## start DOCUMENT SECTION

ML Algorithms in the Markets. Part 5: Using the k-Nearest Neighbour algorithm to Improve a Mean Reversion Strategy in Python

Thornexdaniel
9 min readMay 30, 2023

--

This article will present how using a K-Nearest Neighbour model in a mean reversion strategy can improve its performance. Furthermore, this will be backtested to provide a performance indicator. This is part 5 of 5 in the ML Algorithms in the Markets series. At the end of this series, the ML methods will be evaluated against each other.

Intro
The main idea behind the k-NN algorithm is that similar things are near each other. When a prediction is needed for an unseen data point, the algorithm looks at the ‘k’ closest data points, or the ‘k’ nearest neighbours, in the training set and assigns a value or class based on these neighbours.

It works via two prominent methods:

  1. Classification: For a given data point that needs to be classified, the algorithm identifies the ‘k’ nearest neighbours from the training set. The data point is then assigned to the class that has the most representatives within these ‘k’ neighbours. For example, if k=5, and 3 out of the 5 nearest neighbours are class A and 2 are class B, the data point would be classified as class A.
  2. Regression: For regression problems, the algorithm calculates the average (or sometimes the median) of the ‘k’ nearest neighbours.

The distance between data points can be calculated in various ways, but the most common method is the Euclidean distance. Other methods include Manhattan distance, Minkowski distance, etc.
A key parameter to the k-NN algorithm is the value of ‘k’. If ‘k’ is too small, the model may be overly sensitive to noise in the data. If ‘k’ is too large, the model may include points that are too far away and thus less relevant. Selecting the right ‘k’ often involves some trial and error, or techniques such as cross-validation.

## end DOCUMENT SECTION
## start DATA FOR THIS TASK

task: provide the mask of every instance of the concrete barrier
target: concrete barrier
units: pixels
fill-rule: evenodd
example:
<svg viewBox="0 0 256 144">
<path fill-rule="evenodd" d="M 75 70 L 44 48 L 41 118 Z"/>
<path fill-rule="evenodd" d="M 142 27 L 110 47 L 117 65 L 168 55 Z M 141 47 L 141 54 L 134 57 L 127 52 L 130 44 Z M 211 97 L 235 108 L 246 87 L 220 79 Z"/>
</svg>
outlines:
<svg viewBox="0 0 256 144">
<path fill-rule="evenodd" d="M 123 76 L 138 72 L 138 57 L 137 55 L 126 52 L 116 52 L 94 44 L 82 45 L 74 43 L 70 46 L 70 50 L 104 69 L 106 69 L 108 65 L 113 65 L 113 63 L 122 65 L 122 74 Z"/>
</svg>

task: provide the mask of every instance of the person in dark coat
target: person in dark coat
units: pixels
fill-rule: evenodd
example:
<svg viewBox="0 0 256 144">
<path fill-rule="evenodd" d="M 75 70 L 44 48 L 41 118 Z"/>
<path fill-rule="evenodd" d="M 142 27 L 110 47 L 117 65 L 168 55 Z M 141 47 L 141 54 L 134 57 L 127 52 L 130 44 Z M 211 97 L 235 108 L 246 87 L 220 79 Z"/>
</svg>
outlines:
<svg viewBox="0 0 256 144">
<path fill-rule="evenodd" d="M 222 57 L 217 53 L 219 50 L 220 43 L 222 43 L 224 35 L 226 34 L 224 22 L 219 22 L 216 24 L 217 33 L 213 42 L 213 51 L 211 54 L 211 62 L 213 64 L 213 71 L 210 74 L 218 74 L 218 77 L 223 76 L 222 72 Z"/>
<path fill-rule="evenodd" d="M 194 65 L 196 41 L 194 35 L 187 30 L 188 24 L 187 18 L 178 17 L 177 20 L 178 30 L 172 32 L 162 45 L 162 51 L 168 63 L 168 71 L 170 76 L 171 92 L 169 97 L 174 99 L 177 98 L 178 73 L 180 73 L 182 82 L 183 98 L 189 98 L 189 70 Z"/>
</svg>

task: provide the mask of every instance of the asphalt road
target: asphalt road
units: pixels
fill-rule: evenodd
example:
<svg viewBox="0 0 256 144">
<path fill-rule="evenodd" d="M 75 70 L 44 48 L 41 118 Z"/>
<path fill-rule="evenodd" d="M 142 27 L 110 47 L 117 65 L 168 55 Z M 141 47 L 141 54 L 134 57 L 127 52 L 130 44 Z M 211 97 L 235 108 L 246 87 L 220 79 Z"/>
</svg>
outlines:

## end DATA FOR THIS TASK

OBJECTIVE 1: Translate the following sentence from the k-NN article into French: "The main idea behind the k-NN algorithm is that similar things are near each other."
OBJECTIVE 2: Arrange the source rows as a JSON list of strings, one string per line with blank lines omitted, starting with the line that contains "task: provide the mask of every instance of the person" and continuing through the end of the rows.

EXERCISE RESPONSE 1: L'idée principale de l'algorithme k-NN est que les choses similaires sont proches les unes des autres.

EXERCISE RESPONSE 2:
[
  "task: provide the mask of every instance of the person in dark coat",
  "target: person in dark coat",
  "units: pixels",
  "fill-rule: evenodd",
  "example:",
  "<svg viewBox=\"0 0 256 144\">",
  "<path fill-rule=\"evenodd\" d=\"M 75 70 L 44 48 L 41 118 Z\"/>",
  "<path fill-rule=\"evenodd\" d=\"M 142 27 L 110 47 L 117 65 L 168 55 Z M 141 47 L 141 54 L 134 57 L 127 52 L 130 44 Z M 211 97 L 235 108 L 246 87 L 220 79 Z\"/>",
  "</svg>",
  "outlines:",
  "<svg viewBox=\"0 0 256 144\">",
  "<path fill-rule=\"evenodd\" d=\"M 222 57 L 217 53 L 219 50 L 220 43 L 222 43 L 224 35 L 226 34 L 224 22 L 219 22 L 216 24 L 217 33 L 213 42 L 213 51 L 211 54 L 211 62 L 213 64 L 213 71 L 210 74 L 218 74 L 218 77 L 223 76 L 222 72 Z\"/>",
  "<path fill-rule=\"evenodd\" d=\"M 194 65 L 196 41 L 194 35 L 187 30 L 188 24 L 187 18 L 178 17 L 177 20 L 178 30 L 172 32 L 162 45 L 162 51 L 168 63 L 168 71 L 170 76 L 171 92 L 169 97 L 174 99 L 177 98 L 178 73 L 180 73 L 182 82 L 183 98 L 189 98 L 189 70 Z\"/>",
  "</svg>",
  "task: provide the mask of every instance of the asphalt road",
  "target: asphalt road",
  "units: pixels",
  "fill-rule: evenodd",
  "example:",
  "<svg viewBox=\"0 0 256 144\">",
  "<path fill-rule=\"evenodd\" d=\"M 75 70 L 44 48 L 41 118 Z\"/>",
  "<path fill-rule=\"evenodd\" d=\"M 142 27 L 110 47 L 117 65 L 168 55 Z M 141 47 L 141 54 L 134 57 L 127 52 L 130 44 Z M 211 97 L 235 108 L 246 87 L 220 79 Z\"/>",
  "</svg>",
  "outlines:"
]